___ Material to process
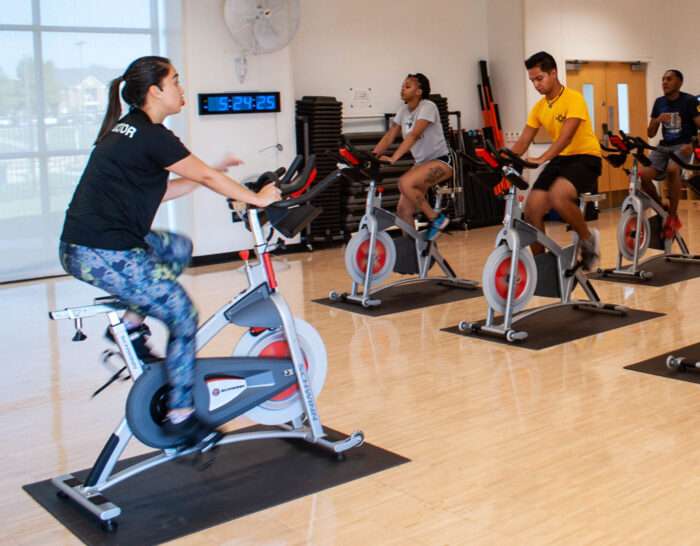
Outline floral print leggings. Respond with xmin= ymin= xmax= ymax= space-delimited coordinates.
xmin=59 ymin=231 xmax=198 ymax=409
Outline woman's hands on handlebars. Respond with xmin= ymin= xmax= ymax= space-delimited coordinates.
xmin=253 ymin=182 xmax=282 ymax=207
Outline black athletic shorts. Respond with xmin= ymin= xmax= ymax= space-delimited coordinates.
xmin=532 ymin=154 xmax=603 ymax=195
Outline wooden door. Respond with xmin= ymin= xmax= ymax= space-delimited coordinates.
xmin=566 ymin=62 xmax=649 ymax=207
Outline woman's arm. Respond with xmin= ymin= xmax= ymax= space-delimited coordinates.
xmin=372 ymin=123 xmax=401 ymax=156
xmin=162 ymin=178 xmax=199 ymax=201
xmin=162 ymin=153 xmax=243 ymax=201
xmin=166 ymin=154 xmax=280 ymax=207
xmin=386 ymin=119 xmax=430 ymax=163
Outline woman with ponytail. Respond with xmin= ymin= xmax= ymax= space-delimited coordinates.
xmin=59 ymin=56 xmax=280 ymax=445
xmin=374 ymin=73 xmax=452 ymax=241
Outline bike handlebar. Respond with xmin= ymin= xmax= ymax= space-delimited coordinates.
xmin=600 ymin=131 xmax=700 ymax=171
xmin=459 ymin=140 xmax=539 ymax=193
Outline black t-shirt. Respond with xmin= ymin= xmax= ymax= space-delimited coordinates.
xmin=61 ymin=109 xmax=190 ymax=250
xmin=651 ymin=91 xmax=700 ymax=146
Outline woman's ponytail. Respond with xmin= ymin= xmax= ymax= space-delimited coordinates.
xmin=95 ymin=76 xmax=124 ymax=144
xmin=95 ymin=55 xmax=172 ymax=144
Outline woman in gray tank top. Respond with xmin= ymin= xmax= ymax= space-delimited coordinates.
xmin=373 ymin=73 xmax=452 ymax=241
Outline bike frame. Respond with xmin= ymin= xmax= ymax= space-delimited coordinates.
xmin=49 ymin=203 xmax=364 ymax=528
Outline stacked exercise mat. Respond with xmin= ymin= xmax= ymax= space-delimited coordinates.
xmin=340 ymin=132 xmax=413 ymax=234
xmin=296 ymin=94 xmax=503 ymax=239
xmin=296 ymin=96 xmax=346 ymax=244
______
Task to complete.
Please write out every line in the stretch from the line that contains "Outline woman's arm." through the end of the items, changing nothing except that each coordinate value is multiplied by 2.05 and rounded to a whole number, with halves rounded up. Return only those lines.

Answer to the problem.
Outline woman's arm. Respond with xmin= ymin= xmax= ymax= space-delimited coordinates.
xmin=763 ymin=252 xmax=822 ymax=320
xmin=332 ymin=365 xmax=408 ymax=412
xmin=332 ymin=314 xmax=498 ymax=412
xmin=340 ymin=316 xmax=574 ymax=424
xmin=791 ymin=244 xmax=882 ymax=334
Outline woman with ponytail. Respond with xmin= ymin= xmax= ymax= space-delimited coordinates.
xmin=121 ymin=115 xmax=574 ymax=912
xmin=767 ymin=150 xmax=927 ymax=494
Outline bike handlebar. Respond with xmin= ymin= xmax= ymax= space-delimited coordinates.
xmin=1230 ymin=269 xmax=1435 ymax=351
xmin=941 ymin=287 xmax=1105 ymax=396
Outline black t-shirt. Respond with xmin= ymin= xmax= ymax= space-delimited coordinates.
xmin=125 ymin=223 xmax=390 ymax=513
xmin=1335 ymin=187 xmax=1435 ymax=299
Outline woman's ponytail. Respond with xmin= ymin= xmax= ymax= space-delimited coordinates.
xmin=195 ymin=156 xmax=254 ymax=295
xmin=195 ymin=113 xmax=353 ymax=295
Outline woman in gray tank top. Respond with xmin= ymin= xmax= ymax= space-delimited coordinates.
xmin=765 ymin=150 xmax=927 ymax=494
Outline bike frame. Respond with xmin= ymin= xmax= ymax= space-delimited coordinates.
xmin=100 ymin=416 xmax=746 ymax=1082
Outline stacked exercise mat. Respond with xmin= ymin= xmax= ymax= space-delimited coordinates.
xmin=697 ymin=271 xmax=847 ymax=480
xmin=607 ymin=193 xmax=1031 ymax=490
xmin=607 ymin=197 xmax=709 ymax=500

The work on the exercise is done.